**WHAT YOU ARE ASKED TO DO**
Pictures in the data below are not part of the copy; transcribe everything else exactly.
[[ RECORDS FOR THE TASK open ]]
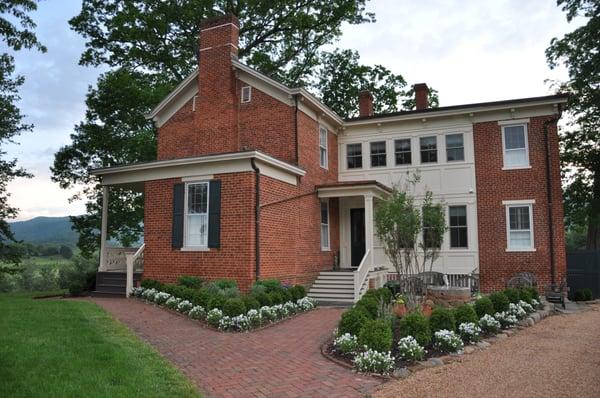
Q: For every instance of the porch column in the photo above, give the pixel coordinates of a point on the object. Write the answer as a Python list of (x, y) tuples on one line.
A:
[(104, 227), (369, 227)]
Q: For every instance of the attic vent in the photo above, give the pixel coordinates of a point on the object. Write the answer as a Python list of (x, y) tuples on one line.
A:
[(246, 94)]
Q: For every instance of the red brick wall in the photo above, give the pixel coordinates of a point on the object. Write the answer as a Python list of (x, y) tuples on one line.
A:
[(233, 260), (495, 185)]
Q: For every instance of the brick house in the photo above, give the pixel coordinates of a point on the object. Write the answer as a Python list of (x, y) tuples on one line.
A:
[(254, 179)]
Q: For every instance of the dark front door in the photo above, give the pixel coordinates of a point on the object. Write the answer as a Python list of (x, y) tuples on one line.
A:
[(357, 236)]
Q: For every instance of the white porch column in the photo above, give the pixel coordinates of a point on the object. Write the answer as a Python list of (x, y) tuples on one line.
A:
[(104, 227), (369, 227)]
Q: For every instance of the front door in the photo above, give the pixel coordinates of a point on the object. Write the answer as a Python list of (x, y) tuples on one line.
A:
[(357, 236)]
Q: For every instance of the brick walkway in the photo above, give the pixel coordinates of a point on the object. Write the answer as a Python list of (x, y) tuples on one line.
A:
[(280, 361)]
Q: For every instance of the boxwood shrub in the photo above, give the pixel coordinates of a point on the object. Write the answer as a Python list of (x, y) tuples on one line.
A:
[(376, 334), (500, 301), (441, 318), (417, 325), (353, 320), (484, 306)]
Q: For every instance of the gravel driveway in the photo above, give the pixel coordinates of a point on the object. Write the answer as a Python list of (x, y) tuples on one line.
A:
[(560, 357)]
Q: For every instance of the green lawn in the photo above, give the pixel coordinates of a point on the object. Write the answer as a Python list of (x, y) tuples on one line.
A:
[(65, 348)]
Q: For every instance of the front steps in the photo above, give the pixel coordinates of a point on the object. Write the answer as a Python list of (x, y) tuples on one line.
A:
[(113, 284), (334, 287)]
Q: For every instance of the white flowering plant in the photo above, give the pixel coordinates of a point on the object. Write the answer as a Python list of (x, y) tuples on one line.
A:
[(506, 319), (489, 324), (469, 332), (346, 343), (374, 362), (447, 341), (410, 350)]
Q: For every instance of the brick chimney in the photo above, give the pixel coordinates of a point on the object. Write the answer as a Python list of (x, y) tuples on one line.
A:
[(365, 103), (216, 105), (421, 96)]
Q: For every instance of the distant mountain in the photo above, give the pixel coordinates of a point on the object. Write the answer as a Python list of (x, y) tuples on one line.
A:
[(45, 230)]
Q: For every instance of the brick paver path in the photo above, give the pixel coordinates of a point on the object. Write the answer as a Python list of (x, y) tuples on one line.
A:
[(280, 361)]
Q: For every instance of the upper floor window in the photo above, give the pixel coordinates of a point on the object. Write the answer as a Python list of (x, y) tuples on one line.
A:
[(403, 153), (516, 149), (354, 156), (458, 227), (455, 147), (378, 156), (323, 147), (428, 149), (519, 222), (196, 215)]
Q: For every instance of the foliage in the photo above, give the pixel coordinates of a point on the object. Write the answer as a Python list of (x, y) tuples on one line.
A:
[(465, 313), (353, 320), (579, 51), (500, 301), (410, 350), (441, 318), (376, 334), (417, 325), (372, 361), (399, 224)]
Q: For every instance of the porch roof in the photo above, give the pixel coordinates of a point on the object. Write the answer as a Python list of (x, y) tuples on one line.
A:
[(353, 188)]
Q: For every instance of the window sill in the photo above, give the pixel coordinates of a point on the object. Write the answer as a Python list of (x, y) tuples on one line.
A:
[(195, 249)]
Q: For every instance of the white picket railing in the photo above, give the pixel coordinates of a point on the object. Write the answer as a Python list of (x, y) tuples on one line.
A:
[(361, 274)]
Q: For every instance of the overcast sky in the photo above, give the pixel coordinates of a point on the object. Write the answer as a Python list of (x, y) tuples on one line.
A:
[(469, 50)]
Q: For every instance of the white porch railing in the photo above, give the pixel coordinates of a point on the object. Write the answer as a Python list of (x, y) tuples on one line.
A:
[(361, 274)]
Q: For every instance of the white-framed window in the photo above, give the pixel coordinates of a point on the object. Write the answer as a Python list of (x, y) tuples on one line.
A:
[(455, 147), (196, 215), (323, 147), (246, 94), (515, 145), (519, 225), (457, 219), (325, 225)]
[[ RECORDS FOR THE TASK closed ]]
**YOUR RESPONSE**
Q: For every instance of the porch column in the photo above, give the pixel coordinates of a point on the object. Write the answer as a Python list of (x, y) tuples on one line.
A:
[(104, 227), (369, 227)]
Q: For every instance of the attic vent in the photo above, give the pixel coordinates of a point on the object. Write the answer as a Python list of (x, y) tuples on one line.
A:
[(246, 94)]
Q: For every instance of the red brick wall in the photo above, give the pixel coordinates of a point on the object. Write the answer as a Python list of (x, y) tuples on one line.
A:
[(233, 260), (495, 185)]
Q: For every instance of the brick house in the photo above, give the pixel coordinates of a point on the object. Write the answer as a Python list of (x, y) tuples on one line.
A:
[(254, 179)]
Q: For every instance of the dark front door in the photo above, give the pixel coordinates of a point on the object. Write the answer as a Python list of (x, y) tuples on one line.
A:
[(357, 236)]
Q: For every instance of the white porch column in the photo above, give the pixel coordinates of a point on the object. Write the answer as a Python list of (x, y) tuples on one line.
A:
[(104, 227), (369, 227)]
Q: For every instance of the front door in the photo above, give the pixel coordinates of a point on the object. Write the answer as a Python list of (x, y) tuples on one line.
A:
[(357, 236)]
Q: For every instance of the brick walkway in the photo above, give the pixel coordinates of a point on the object. Write the answer as a Python list of (x, y) tuples on one line.
A:
[(280, 361)]
Q: For every instance of the boxwood shrub in the photo above, give the pixel coordinates of a point on the object. Write the answer as a Python list of (x, y) tuples on one line.
A:
[(376, 334), (500, 301), (441, 318), (417, 325), (353, 320), (484, 306)]
Q: For every instance of the gravel driveway in the photo above, give the pixel coordinates of a point on the object. Write the answer as a Python list of (x, y) tuples on one line.
A:
[(560, 357)]
Q: For every instance of the green lawn in the photo above, give the pixel coordinates of a point on the object. Write the answer as a Python list of (x, y) tuples on one line.
A:
[(65, 348)]
Q: For every instance of the front steps in the photo above, give the pixel coordinates of a point on the object. Write the answer as a Python list of (x, y) tuples on one line.
A:
[(113, 284), (334, 287)]
Q: For every instance of the white flowering plant in the photo above, give the pixel coordinates of a point on the object. Write the answer as a Python list of (x, y) tuples on one line.
A:
[(506, 319), (489, 324), (469, 332), (346, 343), (374, 362), (447, 341), (410, 350)]
Q: For every instance of the brick chimney in the photo above, give the pixel coordinates of a point on the object. Write the answer as a Python list of (x, y) tuples on one line.
A:
[(365, 103), (216, 105), (421, 96)]
Q: For every instance of the distant mountain in the photo above, give the pixel coordinates of a point on the object. Write the answer as a Python list of (x, y) tuples on one line.
A:
[(45, 230)]
Q: For every instance of the brick paver path in the photo above, give the pixel coordinates of a point on the object. Write the answer as a Python list of (x, y) tuples on one line.
A:
[(280, 361)]
Q: For every instance of the upper floor window in the photo above, give the pixel coordinates of a point on the object. Write the answer as a Python list of (x, y) tuples on one line.
A:
[(403, 153), (516, 149), (354, 156), (458, 227), (455, 147), (378, 156), (323, 147), (428, 149), (519, 222), (196, 215)]
Q: For every instance of the foliage in the photo above, give the pixel coordinates of a point on the object. Write the answer as a Python list of (x, y) tuples on one line.
A:
[(465, 313), (353, 320), (579, 51), (500, 301), (410, 350), (441, 318), (376, 334), (417, 325), (372, 361), (399, 224)]
Q: For every instance of the porch roof in the photo above, give the pixel coordinates of a point on the object. Write the answer as a Python list of (x, y) tuples on one line.
A:
[(353, 188)]
Q: For every instance of the window sill in the photo above, give the pixel coordinates of a point on the object. Write the answer as a Python list of (x, y) tuples on one line.
A:
[(195, 249)]
Q: For every instance of the white picket railing in the photo above, give the pixel coordinates of a point on the object. Write the answer as a Python list of (x, y) tuples on one line.
A:
[(361, 274)]
Q: For every instance of the overcast sky in the photo above, give the pixel coordinates of a point on the object. Write the answer as a Python list of (x, y) tuples on one line.
A:
[(469, 50)]
Q: For every instance of the white porch railing in the photo above, give the pixel coordinates of a point on the object. Write the answer as a Python list of (x, y) tuples on one line.
A:
[(361, 274)]
Q: For every instance of the white-framed window in the photo above, give the pixel coordinates of a point on the object. Write the answer as a Python list of (x, y) tuples on one line.
A:
[(455, 147), (196, 215), (323, 147), (246, 94), (515, 145), (519, 225), (457, 219), (325, 225)]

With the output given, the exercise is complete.